- Task instructions -
[a] In the article about the Metropolitan Opera probe, on what day did the Met announce its investigation?
[b] From the article about the Metropolitan Opera probe, quote everything from "NEW YORK (AFP)" down to "in the world.".

New York's Metropolitan Opera to probe alleged teen sexual abuse by famed conductor

A file photo showing US conductor James Levine and the Boston Symphony Orchestra performing Hector Berlioz's Damnation of Faust during a rehearsal at the Salle Pleyel in Paris, on Sept 4, 2007.
A file photo showing US conductor James Levine and the Boston Symphony Orchestra performing Hector Berlioz's Damnation of Faust during a rehearsal at the Salle Pleyel in Paris, on Sept 4, 2007. PHOTO: AFP

NEW YORK (AFP) - The Metropolitan Opera announced Saturday (Dec 2) it would investigate claims that its music director sexually abused a teenage boy decades ago, as the US avalanche of misconduct allegations spread to classical music. 

“We are deeply disturbed by the news articles that are being published online today about James Levine,” said the New York house, one of the most prestigious opera companies in the world.

- Source material -
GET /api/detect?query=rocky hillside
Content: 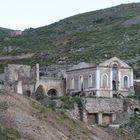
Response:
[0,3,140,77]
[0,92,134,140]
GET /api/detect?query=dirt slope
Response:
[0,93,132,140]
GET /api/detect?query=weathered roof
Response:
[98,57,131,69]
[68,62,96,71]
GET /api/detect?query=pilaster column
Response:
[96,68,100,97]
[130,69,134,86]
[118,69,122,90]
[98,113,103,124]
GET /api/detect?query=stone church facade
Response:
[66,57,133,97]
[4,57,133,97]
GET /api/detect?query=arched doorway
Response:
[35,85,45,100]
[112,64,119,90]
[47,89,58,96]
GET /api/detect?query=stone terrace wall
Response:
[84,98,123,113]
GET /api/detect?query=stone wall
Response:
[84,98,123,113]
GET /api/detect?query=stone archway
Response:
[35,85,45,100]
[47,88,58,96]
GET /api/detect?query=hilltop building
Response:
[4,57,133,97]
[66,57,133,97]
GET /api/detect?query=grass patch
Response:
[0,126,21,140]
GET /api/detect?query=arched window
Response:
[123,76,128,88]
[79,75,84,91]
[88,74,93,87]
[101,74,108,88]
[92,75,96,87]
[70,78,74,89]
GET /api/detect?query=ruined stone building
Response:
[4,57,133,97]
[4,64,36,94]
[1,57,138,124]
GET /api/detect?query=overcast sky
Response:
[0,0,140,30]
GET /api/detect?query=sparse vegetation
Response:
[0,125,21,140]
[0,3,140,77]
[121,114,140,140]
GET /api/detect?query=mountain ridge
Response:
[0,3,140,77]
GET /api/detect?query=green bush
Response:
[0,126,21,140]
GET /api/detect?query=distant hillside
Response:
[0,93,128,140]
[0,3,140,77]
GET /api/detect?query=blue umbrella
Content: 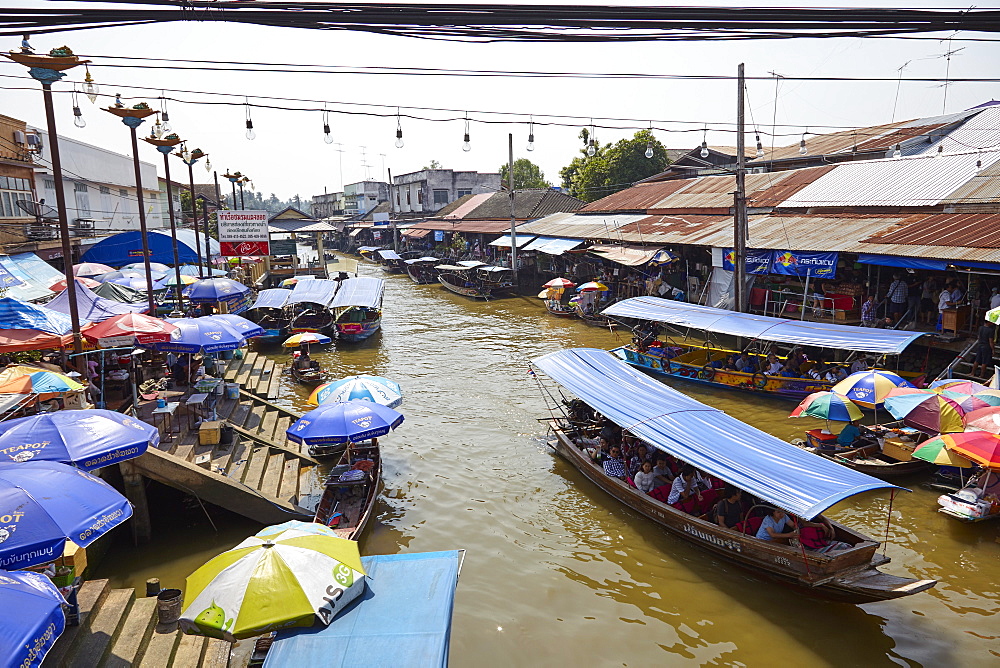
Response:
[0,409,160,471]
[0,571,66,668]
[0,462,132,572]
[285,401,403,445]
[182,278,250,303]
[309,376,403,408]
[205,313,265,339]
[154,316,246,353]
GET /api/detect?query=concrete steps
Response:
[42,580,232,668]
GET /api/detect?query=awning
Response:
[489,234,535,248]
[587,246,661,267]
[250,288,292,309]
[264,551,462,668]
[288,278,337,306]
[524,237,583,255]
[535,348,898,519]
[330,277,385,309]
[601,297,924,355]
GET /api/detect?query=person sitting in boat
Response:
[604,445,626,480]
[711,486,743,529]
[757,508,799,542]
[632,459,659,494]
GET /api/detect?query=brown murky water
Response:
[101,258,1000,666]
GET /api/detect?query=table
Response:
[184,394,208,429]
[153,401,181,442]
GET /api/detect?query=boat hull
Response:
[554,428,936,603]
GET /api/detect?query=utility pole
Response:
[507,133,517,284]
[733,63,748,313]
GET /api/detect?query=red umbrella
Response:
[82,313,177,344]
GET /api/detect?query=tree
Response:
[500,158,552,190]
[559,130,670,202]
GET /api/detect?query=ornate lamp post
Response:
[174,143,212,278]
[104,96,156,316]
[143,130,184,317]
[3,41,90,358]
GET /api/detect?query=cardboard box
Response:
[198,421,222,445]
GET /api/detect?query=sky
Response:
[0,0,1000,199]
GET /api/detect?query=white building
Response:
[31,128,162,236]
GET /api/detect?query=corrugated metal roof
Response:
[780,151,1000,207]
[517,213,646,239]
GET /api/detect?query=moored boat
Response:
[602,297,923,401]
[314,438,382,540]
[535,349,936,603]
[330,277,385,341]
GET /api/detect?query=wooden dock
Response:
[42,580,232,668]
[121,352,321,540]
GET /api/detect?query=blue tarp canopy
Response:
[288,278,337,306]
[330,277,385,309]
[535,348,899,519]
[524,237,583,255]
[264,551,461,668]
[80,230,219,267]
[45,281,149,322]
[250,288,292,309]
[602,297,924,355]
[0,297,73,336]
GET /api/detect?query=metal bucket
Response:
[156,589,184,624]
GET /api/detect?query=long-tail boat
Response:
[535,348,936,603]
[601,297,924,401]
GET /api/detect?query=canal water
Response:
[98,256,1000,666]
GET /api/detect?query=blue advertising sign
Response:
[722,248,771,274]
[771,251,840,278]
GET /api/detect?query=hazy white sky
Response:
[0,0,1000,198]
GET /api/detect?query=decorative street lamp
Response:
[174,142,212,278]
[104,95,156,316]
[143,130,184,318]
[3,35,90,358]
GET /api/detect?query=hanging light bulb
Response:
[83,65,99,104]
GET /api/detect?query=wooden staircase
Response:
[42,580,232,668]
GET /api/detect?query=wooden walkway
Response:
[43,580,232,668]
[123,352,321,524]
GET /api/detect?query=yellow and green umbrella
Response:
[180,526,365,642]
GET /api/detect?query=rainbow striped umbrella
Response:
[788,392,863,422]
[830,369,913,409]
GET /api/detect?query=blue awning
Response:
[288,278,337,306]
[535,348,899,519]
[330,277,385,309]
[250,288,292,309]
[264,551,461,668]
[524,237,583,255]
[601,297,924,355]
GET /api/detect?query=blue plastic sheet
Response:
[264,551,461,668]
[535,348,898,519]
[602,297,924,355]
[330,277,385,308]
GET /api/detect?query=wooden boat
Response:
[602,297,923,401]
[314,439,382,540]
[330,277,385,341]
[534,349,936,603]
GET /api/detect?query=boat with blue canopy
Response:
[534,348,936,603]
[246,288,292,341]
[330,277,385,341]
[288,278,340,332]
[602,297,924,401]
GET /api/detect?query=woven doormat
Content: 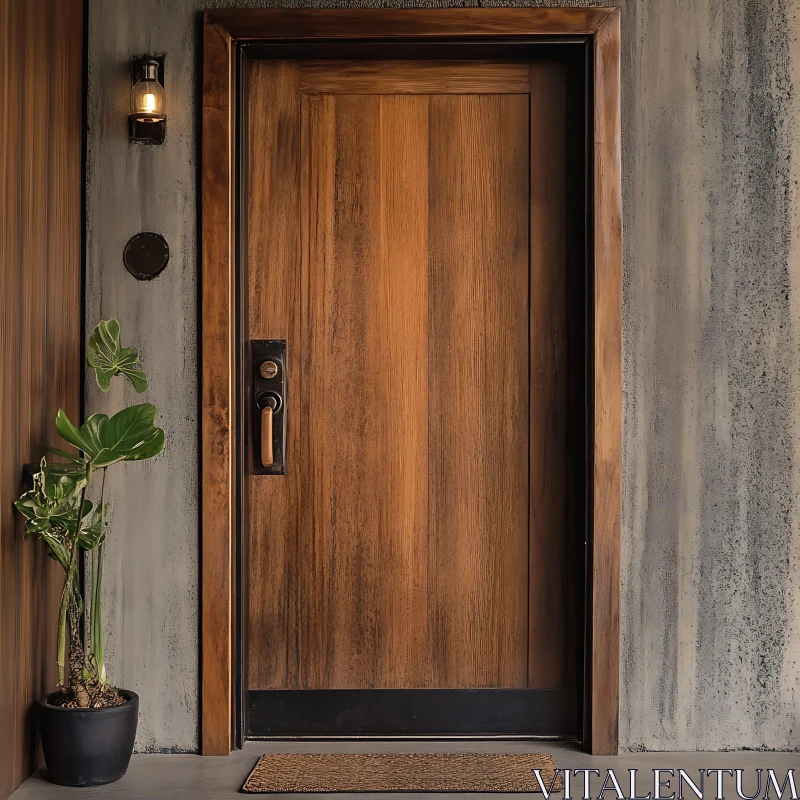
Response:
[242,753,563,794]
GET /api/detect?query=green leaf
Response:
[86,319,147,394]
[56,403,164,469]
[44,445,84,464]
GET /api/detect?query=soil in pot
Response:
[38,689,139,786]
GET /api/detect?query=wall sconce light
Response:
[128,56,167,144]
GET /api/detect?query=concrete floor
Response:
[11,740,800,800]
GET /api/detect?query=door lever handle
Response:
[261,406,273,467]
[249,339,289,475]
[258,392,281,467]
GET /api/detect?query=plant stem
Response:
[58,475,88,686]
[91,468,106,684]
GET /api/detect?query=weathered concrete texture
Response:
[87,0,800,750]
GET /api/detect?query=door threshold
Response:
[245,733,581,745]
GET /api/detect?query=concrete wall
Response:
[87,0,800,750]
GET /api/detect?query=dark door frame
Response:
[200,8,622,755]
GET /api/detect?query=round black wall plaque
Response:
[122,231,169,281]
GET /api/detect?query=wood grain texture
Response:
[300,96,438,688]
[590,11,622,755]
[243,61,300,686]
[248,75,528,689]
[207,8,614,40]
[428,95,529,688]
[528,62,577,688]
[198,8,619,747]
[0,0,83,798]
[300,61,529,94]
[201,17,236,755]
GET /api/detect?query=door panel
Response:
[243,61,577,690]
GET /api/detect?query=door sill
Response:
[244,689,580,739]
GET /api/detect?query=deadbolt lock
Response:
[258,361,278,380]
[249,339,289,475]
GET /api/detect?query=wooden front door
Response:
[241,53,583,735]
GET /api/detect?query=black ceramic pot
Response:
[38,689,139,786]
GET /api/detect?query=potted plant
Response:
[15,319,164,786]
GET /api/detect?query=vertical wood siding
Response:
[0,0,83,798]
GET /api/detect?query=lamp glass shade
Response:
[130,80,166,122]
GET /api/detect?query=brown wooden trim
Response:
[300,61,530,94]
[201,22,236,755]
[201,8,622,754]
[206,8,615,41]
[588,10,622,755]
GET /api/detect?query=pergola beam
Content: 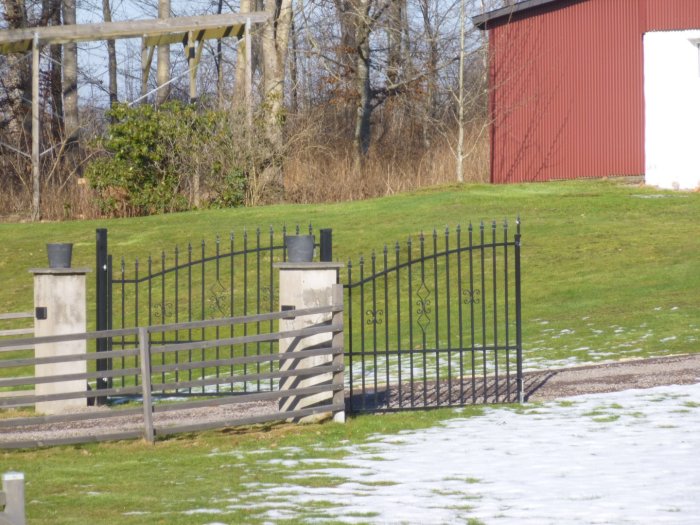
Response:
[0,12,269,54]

- Task solutions -
[a] Saturday, December 2

[b]
NEW YORK (AFP) - The Metropolitan Opera announced Saturday (Dec 2) it would investigate claims that its music director sexually abused a teenage boy decades ago, as the US avalanche of misconduct allegations spread to classical music. 

“We are deeply disturbed by the news articles that are being published online today about James Levine,” said the New York house, one of the most prestigious opera companies in the world.